◆ **Exercise data**
-=-=-=-=-
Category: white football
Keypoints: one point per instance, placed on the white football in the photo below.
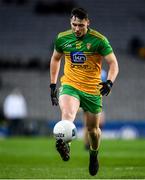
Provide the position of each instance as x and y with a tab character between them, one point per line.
65	130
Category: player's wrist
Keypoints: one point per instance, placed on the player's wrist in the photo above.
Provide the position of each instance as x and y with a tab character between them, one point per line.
52	86
110	83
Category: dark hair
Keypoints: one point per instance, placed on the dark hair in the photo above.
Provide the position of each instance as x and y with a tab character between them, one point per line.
80	13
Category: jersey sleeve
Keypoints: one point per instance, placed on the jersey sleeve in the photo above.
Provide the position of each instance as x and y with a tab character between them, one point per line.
105	47
57	44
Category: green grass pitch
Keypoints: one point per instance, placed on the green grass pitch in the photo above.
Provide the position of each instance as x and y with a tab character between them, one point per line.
36	158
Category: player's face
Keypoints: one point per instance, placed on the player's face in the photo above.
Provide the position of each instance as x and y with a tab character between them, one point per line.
79	26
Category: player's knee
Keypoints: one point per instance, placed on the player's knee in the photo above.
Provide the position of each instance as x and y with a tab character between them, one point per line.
94	131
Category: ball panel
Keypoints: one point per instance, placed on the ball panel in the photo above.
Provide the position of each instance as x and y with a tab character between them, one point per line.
65	130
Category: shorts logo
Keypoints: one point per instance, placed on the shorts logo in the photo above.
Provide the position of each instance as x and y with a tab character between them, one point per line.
78	57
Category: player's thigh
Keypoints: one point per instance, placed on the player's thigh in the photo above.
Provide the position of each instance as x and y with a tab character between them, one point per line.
69	104
92	120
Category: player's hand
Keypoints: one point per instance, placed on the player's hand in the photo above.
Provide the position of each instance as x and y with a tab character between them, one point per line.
54	98
106	87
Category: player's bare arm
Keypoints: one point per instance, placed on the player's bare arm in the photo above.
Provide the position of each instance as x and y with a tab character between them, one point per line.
54	71
113	66
55	66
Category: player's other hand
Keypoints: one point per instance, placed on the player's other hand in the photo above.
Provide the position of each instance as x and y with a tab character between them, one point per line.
54	98
106	87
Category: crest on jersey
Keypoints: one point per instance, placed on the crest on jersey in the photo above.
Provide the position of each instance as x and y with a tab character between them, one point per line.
88	46
78	45
78	57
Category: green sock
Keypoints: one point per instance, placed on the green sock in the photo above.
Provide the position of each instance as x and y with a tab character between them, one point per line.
93	151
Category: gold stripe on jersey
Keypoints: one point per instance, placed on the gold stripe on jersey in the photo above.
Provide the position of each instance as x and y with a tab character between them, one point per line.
96	33
65	33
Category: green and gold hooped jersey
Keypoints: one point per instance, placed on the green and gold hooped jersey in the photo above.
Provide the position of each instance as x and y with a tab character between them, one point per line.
83	59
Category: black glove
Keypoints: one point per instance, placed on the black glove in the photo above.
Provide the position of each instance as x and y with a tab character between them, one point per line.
106	87
54	98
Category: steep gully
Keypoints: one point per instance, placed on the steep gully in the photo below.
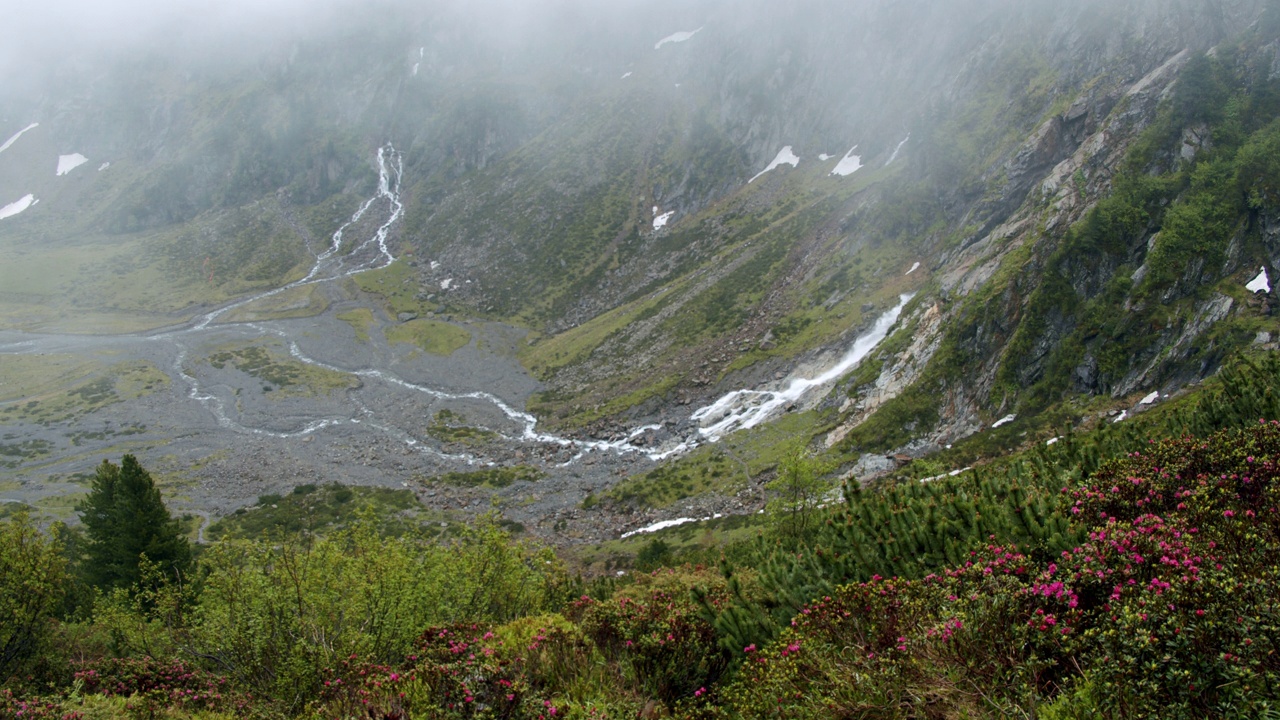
-=-=-=-=-
Render every line of the rows above as a Markdown table with two columns, Num and Line, numbering each line and skipping any blank ones. Leave the pictures out of the answer.

◆ **Task answer**
| Num | Line |
|---|---|
| 1 | Category: white football |
| 2 | Keypoints: one point per instance, placed on the white football in the photo below. |
| 3 | Provide the position of each instance as x and y with a tab character between them, one point per line. |
| 4 | 65	130 |
| 5 | Category: player's wrist |
| 6 | Keypoints: one point per instance, placed on the player's wrist in the photo above. |
| 7 | Provide the position of each instance as x and y with a tab character between them, one point per line. |
| 8 | 52	86 |
| 9 | 110	83 |
| 10 | Category: dark hair |
| 11 | Keypoints: one point per instance, placed on the dark hair in the photo above. |
| 12 | Provide the position of each instance as x and y with a tab character between them, one point per line. |
| 13 | 80	13 |
| 14 | Category: jersey sleeve |
| 15 | Keypoints: one point per instance, placed on the jersey sleeve in the photo above. |
| 16 | Provide the position of each instance as x and y with a tab character between them, one point per line. |
| 17 | 105	47 |
| 18 | 57	44 |
| 19 | Category: green grass pitch |
| 20 | Keypoints: one point per instance, placed on the green grass pitch in the photo above. |
| 21 | Provide the position of each instance as x and y with a tab character between them, one point per line. |
| 22 | 36	158 |
| 23 | Category: player's face |
| 24 | Keypoints: one point per instance, placed on the player's face in the photo above. |
| 25 | Provide the position of each instance as x and y with a tab character between them, one point per line. |
| 26 | 79	26 |
| 27 | Category: player's knee |
| 28 | Keypoints: one point per instance, placed on the player's knee in the photo above. |
| 29 | Provide the position of each instance as x and y with a tab character between them, one point per line. |
| 30 | 94	131 |
| 31 | Category: ball panel |
| 32 | Keypoints: one point per instance, placed on the ball panel in the photo above. |
| 33 | Provide the position of each instance as x and y with a tab character between them, one point per line. |
| 34 | 65	130 |
| 35 | Category: shorts logo |
| 36 | Keypoints: one point per instance, placed on the shorts logo in the photo above. |
| 37 | Provide the position of each instance as x and y with a tab character between them, one point per line. |
| 38 | 78	57 |
| 39 | Category: player's thigh |
| 40 | Keypoints: one point per instance, placed on the player's thigh in the photo above. |
| 41 | Provide the position of each instance as x and y with a tab character between them, one point per line. |
| 42 | 69	104 |
| 43 | 92	120 |
| 44 | Category: player's hand |
| 45 | Keypoints: one point per instance, placed on the player's hand in the photo above. |
| 46 | Provide the position of each instance as x and y with a tab character between them, one point per line. |
| 47 | 54	98 |
| 48 | 106	87 |
| 49 | Category: player's bare arm |
| 50 | Keypoints: one point per instance, placed on the player's bare arm in the photo above. |
| 51 | Provide the position of each instance as x and y with a tab character between them, one point per line. |
| 52 | 54	71 |
| 53 | 113	66 |
| 54 | 55	66 |
| 55 | Category: player's other hand |
| 56 | Keypoints: one point per instance, placed on the player's other hand in the photo above. |
| 57 | Provide the position of each instance as x and y with a tab character between them, one point per line. |
| 58 | 54	98 |
| 59 | 106	87 |
| 60 | Category: crest on jersey |
| 61 | Keypoints: one point per instance, placed on the crest on jersey in the photo above. |
| 62 | Provide the position of each instance as x and y with a tab character between them, one point per line. |
| 63 | 88	46 |
| 64 | 78	45 |
| 65 | 78	57 |
| 66 | Category: green sock |
| 67 | Keypoints: one point per instance, placed on the green sock in the photo above. |
| 68 | Provide the position of each instance as x and y with a tab character between them, one point per line. |
| 69 | 93	151 |
| 70 | Category: gold stripe on jersey |
| 71 | Keypoints: one point per instance, placed on the gold stripe on jersey in the photo above. |
| 72 | Provide the position of each instance as x and y with a tab character between them, one point per line. |
| 73 | 96	33 |
| 74 | 65	33 |
| 75 | Category: green and gold hooped jersey |
| 76 | Keypoints: one point per instance, placed on the green and gold hooped jersey in the photo above. |
| 77 | Provide the position of each instance as x and y with a tab character between them, one point per line. |
| 78 | 83	59 |
| 79 | Category: black glove |
| 80 | Keypoints: one point per instance, placed on the black glove in the photo above. |
| 81 | Provide the position of each instance as x and y with a tab character between them, one point per line. |
| 82 | 106	87 |
| 83 | 54	98 |
| 84 | Category: steep gully |
| 85 | Keypoints: one point per instance, placed on the steep gully in the photo below. |